▶ [WHAT NEEDS TO BE DONE]:
Which of the lines below mention the word "metal"? Pull each one out.

(Beginning of RECORDS FOR THE TASK)

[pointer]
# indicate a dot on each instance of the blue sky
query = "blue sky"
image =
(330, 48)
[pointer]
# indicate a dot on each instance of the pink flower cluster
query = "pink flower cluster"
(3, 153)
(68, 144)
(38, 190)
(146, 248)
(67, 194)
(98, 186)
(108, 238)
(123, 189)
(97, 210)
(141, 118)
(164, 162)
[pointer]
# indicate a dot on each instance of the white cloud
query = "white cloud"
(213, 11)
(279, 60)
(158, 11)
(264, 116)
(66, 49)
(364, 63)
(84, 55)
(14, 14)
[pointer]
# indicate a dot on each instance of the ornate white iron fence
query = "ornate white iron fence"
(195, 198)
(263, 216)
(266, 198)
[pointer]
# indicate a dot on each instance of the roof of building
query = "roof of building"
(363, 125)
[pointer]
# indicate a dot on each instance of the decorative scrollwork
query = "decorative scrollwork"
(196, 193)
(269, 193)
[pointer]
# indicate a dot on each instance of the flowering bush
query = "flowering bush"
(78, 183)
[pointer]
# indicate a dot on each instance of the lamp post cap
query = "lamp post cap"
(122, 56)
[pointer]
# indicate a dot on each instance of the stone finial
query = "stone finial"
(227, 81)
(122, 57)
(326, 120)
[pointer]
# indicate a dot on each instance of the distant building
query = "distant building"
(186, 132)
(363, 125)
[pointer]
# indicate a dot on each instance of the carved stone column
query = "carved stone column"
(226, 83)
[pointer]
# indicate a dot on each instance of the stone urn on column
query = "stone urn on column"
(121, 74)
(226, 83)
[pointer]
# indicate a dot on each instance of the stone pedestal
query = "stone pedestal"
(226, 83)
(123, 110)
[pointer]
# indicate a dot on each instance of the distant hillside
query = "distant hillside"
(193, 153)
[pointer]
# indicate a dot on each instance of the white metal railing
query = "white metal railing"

(End of RECORDS FOR THE TASK)

▶ [WRITTEN ANSWER]:
# indicate a dot on each instance of the white metal railing
query = "white metal railing"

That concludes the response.